### PROBLEM DETAILS
All records should be written out again exactly.

### DATA LISTING

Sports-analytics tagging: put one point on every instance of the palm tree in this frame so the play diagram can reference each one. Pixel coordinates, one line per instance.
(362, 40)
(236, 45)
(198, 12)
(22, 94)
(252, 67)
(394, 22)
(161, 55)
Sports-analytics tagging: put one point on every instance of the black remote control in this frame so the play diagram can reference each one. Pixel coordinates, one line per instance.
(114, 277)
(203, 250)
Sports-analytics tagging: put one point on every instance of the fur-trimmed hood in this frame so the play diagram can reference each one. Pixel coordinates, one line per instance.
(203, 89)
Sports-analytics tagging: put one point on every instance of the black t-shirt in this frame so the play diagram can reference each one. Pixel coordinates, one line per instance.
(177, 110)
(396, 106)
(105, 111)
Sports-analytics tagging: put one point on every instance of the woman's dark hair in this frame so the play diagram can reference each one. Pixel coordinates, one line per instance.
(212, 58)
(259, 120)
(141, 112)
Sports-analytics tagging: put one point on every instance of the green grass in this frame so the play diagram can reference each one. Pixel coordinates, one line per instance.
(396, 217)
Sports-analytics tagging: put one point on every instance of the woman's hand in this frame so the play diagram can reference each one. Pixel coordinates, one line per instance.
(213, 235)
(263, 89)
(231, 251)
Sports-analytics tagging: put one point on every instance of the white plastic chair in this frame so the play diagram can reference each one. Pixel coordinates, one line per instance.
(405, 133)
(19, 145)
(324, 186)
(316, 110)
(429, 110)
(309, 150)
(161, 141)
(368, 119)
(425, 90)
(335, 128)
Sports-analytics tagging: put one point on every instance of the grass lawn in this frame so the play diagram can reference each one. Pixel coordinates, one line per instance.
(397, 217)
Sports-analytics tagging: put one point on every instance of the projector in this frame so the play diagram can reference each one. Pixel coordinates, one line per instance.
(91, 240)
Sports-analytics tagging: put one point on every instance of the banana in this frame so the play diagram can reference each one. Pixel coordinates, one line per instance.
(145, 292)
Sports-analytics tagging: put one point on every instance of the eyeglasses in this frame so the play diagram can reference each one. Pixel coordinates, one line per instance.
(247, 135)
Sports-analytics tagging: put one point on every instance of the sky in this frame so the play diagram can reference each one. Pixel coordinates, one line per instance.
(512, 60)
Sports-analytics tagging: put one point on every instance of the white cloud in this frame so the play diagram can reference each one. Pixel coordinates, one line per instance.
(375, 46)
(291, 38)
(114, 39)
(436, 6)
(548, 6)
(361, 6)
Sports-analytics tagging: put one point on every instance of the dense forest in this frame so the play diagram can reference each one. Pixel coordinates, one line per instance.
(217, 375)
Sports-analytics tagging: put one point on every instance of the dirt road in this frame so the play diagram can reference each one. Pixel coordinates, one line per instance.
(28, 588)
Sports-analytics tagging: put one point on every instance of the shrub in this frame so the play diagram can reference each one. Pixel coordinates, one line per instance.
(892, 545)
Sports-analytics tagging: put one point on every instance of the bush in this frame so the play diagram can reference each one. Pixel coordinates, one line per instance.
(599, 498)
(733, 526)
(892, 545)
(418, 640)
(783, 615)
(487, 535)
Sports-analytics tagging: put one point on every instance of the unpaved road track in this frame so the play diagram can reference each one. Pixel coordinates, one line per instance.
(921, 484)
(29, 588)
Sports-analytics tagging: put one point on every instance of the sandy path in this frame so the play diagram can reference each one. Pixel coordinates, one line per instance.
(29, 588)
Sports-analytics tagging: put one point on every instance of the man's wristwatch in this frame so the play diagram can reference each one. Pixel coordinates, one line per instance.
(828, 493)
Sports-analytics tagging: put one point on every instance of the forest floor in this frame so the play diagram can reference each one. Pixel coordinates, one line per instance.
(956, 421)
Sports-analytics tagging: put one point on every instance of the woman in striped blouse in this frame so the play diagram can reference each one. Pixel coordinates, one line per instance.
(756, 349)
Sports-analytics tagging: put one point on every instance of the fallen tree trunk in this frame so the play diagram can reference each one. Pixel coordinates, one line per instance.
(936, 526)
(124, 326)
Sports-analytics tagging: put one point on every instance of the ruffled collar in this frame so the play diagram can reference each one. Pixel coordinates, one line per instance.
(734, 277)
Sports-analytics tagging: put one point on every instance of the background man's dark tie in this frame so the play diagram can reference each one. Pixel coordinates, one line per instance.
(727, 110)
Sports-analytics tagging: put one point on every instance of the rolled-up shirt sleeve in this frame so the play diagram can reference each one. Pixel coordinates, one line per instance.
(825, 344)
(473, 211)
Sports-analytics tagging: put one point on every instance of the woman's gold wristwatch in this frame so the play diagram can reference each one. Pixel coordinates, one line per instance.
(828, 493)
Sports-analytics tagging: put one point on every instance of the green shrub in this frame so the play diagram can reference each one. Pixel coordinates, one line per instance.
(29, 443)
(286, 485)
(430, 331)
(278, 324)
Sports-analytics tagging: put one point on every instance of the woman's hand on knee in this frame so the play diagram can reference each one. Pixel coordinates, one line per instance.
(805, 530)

### TASK RESULT
Sports-analytics tagging: put one point on every instance of the palm tree in this frame so the play diagram can reference each one. Pixel coordinates, one line per instance.
(362, 40)
(236, 45)
(198, 12)
(22, 94)
(252, 67)
(394, 22)
(161, 55)
Sports-analytics tagging: put one point on every instance of the black remote control in this frame so the play diagram can reference each one. Pixel coordinates, one line per instance.
(114, 277)
(203, 250)
Sports-analytics tagging: put one point on every instance of the fur-trimmed hood in this frame so the play diagram can reference each one. Pixel coordinates, one line per instance.
(203, 89)
Sports-analytics tagging: put one point on every instance of the black t-shirt in this frame so the play diagram can reference each one. Pixel coordinates, one line per instance.
(177, 110)
(396, 106)
(105, 111)
Sports-analytics tagging: put one point on every instance of the woman's dark hair in this frame so the play diagram can reference each one. Pixel coordinates, one line per instance.
(212, 58)
(259, 120)
(141, 112)
Sports-analytics tagging: put one point on every instance of the green grass in this frame so the play diagram can reference each one. Pixel coordinates, one line per instance.
(396, 217)
Sports-analytics tagging: put one point on every instance of the woman's hand in this frame so the play diagram can reference each one. Pixel coordinates, one line per instance.
(213, 235)
(263, 89)
(231, 251)
Sports-analytics tagging: put one point on every instance of the white plastic chair in this frame so the play diagram can reference each one. Pixel coordinates, one line per instance.
(405, 133)
(19, 145)
(324, 186)
(316, 110)
(429, 110)
(309, 150)
(161, 141)
(368, 119)
(425, 90)
(335, 128)
Sports-analytics tagging: put one point on every instance of the grass lawn in this frame so the play diagram can reference each one. Pixel coordinates, one line per instance.
(397, 217)
Sports-analytics tagging: put one point on every instance of the projector in this frame so the play diagram can reference each one. Pixel coordinates, one line per instance.
(91, 240)
Sports-analytics tagging: put one point on every instance of the banana in this frame so the play diagram can reference each one. Pixel coordinates, one line per instance.
(145, 292)
Sports-analytics tagging: put one point on every instance of the eyeglasses in this frame so the play diagram can reference each one. Pixel coordinates, one line per instance.
(247, 135)
Sports-analytics tagging: put one point on every instance of the sky in this frame so the play diagram can reference each one. Pixel coordinates, one line per instance.
(512, 60)
Sports-analytics tagging: put one point on every instance of the white cloud in this frame so the play diagram can reference each one. Pixel coordinates, one line per instance.
(375, 46)
(291, 38)
(114, 39)
(436, 6)
(548, 6)
(361, 6)
Sports-analytics tagging: put one point on every instance of the dense forest in this frame so the play diagram can reference each one. Pixel coordinates, one line per instance.
(217, 375)
Sports-analytics tagging: put one point on every instance of the dirt road in this frame so the play diagram can reference each one. Pixel coordinates, one line per instance.
(28, 588)
Sports-analytics tagging: put one point on every instance of the shrub in this frame so the play diagram can reference each one. Pixel coordinates, one line per instance.
(892, 545)
Sports-analytics tagging: put one point on every instance of the bush in this frame so the play diagram can reference each one. Pixel coordinates, one line per instance.
(599, 498)
(733, 526)
(892, 545)
(418, 640)
(783, 615)
(487, 535)
Sports-analytics tagging: put one point on every instance of the unpaved road track in this frame so the play diagram can reference each one. Pixel coordinates, one line per instance.
(921, 484)
(29, 588)
Sports-analytics tagging: put one point on every instance of the sandy path in this frame so the play diagram can reference each one. Pixel coordinates, one line per instance.
(29, 588)
Sports-analytics tagging: put one point on every instance of the man's wristwatch in this frame so the play diagram can reference each one. Pixel coordinates, one line per instance.
(828, 493)
Sports-analytics tagging: put one point on every instance of the forest floor in this frame so the play diagram can reference each one. Pixel coordinates, one line per instance.
(956, 421)
Sports-analytics tagging: put one point on every instance of the woman in striped blouse in this frame so the play diagram can reference each one. Pixel coordinates, one line per instance.
(756, 349)
Sports-analytics tagging: put one point on every instance of the fallen tree trunk in this frame so the play diagram can reference each one. Pixel coordinates, one line per instance.
(936, 526)
(124, 326)
Sports-analytics tagging: put one point on every instance of the ruffled collar in this frame so the play diagram can reference each one. Pixel coordinates, one line per instance.
(734, 277)
Sports-analytics tagging: put one point on every instance of the background man's dark tie in this frame so the play diagram can reference each one. Pixel coordinates, one line per instance.
(727, 110)
Sports-analytics tagging: put one point on every instance of the rolled-up shirt sleeve in this frame so the play diagram can reference each one. Pixel coordinates, one line per instance.
(825, 344)
(473, 211)
Sports-analytics tagging: put one point on every instance of the woman's gold wristwatch in this frame so the play diagram can reference each one. Pixel coordinates, one line per instance.
(828, 493)
Sports-analytics tagging: put one point on every instance of the green shrub in this frame so the play diagram can reference each one. Pixel coordinates, one line per instance.
(29, 443)
(286, 485)
(430, 331)
(278, 324)
Sports-analytics tagging: put one point on every instance of the woman's hand on knee in this frame so the play diagram can reference each one. Pixel coordinates, one line per instance.
(805, 530)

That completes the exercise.